[What to do] Echo the portion of the profile of Dr. Daphne Remy Gomes word for word, starting with "She began her" and going on through "families in Rwanda.".

Celebrating Black History Month: Dr. Daphne Remy Gomes

From her earliest years growing up in Queens, New York, Dr. Daphne Remy Gomes wanted a career in medicine.

“I found my inspiration within my family. I wanted to be like my mom,” who was a nurse and immigrant from Haiti. “Mom had a heart for service, and modeled servant-leadership for me at a very young age.”

Dr. Remy Gomes received her bachelor’s degree from the State University of New York at Binghamton University and went to medical school at Robert Wood Johnson Medical School before doing her residency at Schneider Children’s Hospital in New York (now known as the Cohen Children’s Medical Center) and her neonatology fellowship at Children’s Hospital of Philadelphia.

Prior to medical school, she worked for a time in health care administration and as a research assistant at Memorial Sloan-Kettering Cancer Center and considered going into oncology and later obstetrics, but soon realized that her true calling was to work with children — especially the youngest.

She began her tenure at Boston Children’s Hospital while earning a master’s degree in public health from Harvard T.H. Chan School of Public Health. She also worked internationally for six months earlier in her career through the Human Resources for Health Program focusing on training medical professionals in neonatology and working with children and families in Rwanda.

[Dataset content]
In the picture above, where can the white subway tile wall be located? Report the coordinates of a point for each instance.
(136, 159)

[Result for this task]
She began her tenure at Boston Children’s Hospital while earning a master’s degree in public health from Harvard T.H. Chan School of Public Health. She also worked internationally for six months earlier in her career through the Human Resources for Health Program focusing on training medical professionals in neonatology and working with children and families in Rwanda.